_Set task_:
Copy the records below, changing "pump dispenser nozzle" to "soap pump spout" everywhere it appears and leaving everything else as it is. Don't include the pictures in your answer.

[Some records]
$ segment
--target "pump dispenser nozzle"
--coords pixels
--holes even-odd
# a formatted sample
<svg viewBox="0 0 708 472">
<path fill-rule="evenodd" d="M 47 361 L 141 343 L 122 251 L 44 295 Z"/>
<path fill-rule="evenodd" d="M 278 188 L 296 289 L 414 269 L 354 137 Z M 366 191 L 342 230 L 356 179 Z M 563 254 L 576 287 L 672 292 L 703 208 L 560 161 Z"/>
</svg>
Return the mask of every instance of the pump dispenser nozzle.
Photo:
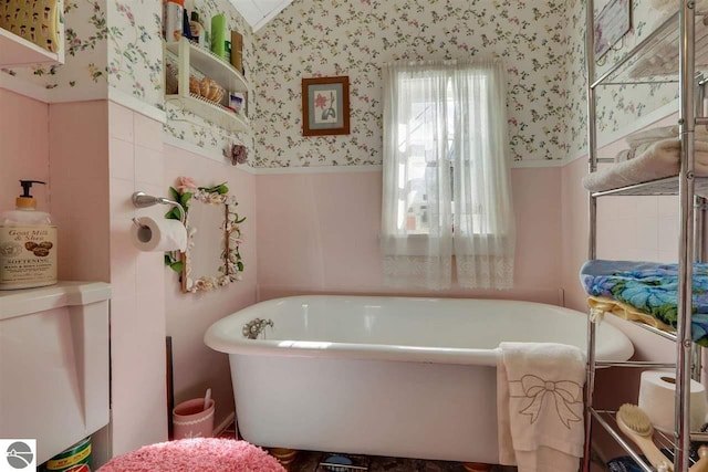
<svg viewBox="0 0 708 472">
<path fill-rule="evenodd" d="M 46 185 L 46 182 L 41 180 L 20 180 L 22 195 L 14 200 L 18 208 L 37 208 L 37 200 L 34 200 L 34 197 L 30 193 L 32 183 Z"/>
</svg>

_The output_:
$ segment
--target "soap pump spout"
--coords pixels
--holes even-odd
# a formatted sample
<svg viewBox="0 0 708 472">
<path fill-rule="evenodd" d="M 47 361 L 141 343 L 122 251 L 44 295 Z"/>
<path fill-rule="evenodd" d="M 278 188 L 296 289 L 414 269 L 354 137 Z M 366 191 L 342 230 L 356 179 Z M 563 254 L 576 287 L 672 292 L 703 208 L 560 161 Z"/>
</svg>
Return the mask of every instance of the soap pump spout.
Photo:
<svg viewBox="0 0 708 472">
<path fill-rule="evenodd" d="M 46 185 L 46 182 L 41 180 L 20 180 L 22 195 L 14 200 L 18 208 L 37 208 L 37 200 L 34 200 L 34 197 L 30 193 L 32 183 Z"/>
</svg>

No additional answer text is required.